* _Your goal_: Locate and copy every line of the items below that contains the word "white". Case counts.

* _Provided material_:
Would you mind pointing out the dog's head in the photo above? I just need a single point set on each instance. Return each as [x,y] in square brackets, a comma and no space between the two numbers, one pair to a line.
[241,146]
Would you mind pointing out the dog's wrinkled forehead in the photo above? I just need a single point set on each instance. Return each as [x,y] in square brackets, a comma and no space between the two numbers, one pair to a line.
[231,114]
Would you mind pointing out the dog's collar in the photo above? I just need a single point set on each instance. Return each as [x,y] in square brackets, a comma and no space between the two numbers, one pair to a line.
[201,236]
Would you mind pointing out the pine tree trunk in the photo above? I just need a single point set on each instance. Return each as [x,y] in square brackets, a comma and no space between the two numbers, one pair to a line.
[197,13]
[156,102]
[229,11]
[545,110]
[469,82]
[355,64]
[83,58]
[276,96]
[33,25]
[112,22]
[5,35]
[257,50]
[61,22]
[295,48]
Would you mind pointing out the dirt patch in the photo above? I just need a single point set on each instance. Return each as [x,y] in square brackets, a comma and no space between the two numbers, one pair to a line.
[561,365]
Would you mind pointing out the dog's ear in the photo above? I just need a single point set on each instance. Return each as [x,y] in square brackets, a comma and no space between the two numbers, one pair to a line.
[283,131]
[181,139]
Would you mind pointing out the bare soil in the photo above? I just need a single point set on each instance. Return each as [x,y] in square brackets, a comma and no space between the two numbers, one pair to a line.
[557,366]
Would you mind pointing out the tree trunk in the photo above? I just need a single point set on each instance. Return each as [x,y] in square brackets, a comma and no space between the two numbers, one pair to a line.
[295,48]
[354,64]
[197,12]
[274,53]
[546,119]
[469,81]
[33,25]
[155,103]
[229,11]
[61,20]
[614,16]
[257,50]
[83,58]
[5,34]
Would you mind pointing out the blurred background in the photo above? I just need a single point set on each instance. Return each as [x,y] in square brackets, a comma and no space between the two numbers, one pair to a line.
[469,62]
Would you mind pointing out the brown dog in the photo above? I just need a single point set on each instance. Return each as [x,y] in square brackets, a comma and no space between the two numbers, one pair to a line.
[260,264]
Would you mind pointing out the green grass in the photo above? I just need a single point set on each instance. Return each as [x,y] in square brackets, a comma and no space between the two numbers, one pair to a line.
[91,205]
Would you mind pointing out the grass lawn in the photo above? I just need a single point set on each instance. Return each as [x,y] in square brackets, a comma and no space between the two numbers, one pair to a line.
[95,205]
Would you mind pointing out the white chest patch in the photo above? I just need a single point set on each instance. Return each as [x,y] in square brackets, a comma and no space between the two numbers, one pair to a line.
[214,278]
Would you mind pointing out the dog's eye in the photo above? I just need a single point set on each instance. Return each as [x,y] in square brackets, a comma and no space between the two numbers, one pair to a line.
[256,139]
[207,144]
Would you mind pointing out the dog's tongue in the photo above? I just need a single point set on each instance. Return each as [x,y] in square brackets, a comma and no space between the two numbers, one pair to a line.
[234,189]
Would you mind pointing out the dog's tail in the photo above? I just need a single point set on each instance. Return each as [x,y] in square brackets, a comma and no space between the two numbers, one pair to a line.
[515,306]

* * *

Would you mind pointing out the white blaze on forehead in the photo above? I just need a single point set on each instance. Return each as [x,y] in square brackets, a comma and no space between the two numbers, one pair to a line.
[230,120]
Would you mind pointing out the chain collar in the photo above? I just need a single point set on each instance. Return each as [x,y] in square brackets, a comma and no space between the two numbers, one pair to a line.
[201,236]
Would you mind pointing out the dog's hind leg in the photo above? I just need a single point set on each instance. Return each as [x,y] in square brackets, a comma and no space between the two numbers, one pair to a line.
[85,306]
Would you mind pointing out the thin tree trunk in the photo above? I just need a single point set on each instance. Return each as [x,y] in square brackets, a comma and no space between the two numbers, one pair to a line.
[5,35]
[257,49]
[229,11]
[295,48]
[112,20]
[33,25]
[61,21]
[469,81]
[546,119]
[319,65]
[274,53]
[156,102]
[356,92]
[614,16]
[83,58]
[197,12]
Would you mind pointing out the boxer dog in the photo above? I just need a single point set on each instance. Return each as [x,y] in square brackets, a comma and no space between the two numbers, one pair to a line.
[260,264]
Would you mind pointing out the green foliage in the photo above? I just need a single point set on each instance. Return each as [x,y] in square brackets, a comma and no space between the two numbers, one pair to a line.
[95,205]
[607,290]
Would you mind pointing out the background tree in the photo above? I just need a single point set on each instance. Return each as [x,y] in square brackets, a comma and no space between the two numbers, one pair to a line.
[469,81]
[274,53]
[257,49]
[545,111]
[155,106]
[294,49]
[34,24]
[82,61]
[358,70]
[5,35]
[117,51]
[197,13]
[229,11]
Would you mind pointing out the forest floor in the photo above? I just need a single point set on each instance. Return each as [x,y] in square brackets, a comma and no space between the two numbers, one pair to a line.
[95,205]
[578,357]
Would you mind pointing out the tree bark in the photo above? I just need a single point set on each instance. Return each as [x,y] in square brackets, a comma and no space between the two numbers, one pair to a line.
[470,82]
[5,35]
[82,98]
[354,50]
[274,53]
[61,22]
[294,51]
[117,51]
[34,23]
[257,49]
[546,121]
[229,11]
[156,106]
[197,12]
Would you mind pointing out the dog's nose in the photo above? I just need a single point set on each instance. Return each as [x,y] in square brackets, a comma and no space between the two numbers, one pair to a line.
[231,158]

--

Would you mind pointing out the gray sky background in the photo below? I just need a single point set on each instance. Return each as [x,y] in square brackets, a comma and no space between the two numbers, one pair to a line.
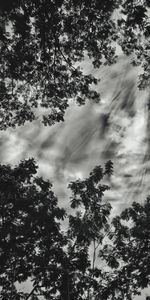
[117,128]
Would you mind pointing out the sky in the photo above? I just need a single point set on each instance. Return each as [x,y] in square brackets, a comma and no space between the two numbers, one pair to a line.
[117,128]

* _Written reply_:
Would you mind pointing out the white chest patch in the photo above? I just need a single point set on each instance. Return each as [x,y] in square brackets, a comma and no space between the two numbers, one pair to a line.
Would you mind pointing out the white blaze on forehead in the photo above? I just need a single point set on each instance. Return each as [x,y] in square brackets, a comma and no space between the two numbers, one pair to a line.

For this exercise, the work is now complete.